All of the records below must be reproduced exactly, minus any pictures.
-=-=-=-=-
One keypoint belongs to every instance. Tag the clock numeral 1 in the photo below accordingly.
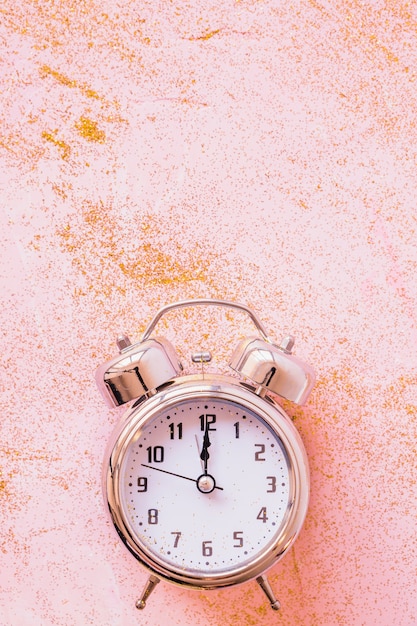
(262, 515)
(155, 454)
(238, 537)
(207, 549)
(178, 431)
(177, 538)
(153, 516)
(260, 452)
-=-=-=-=-
Expected answer:
One keypoint belongs to every instance. Tag the clock numeral 1 in the photo below accordingly.
(262, 515)
(155, 454)
(238, 537)
(207, 549)
(178, 431)
(177, 538)
(153, 516)
(260, 452)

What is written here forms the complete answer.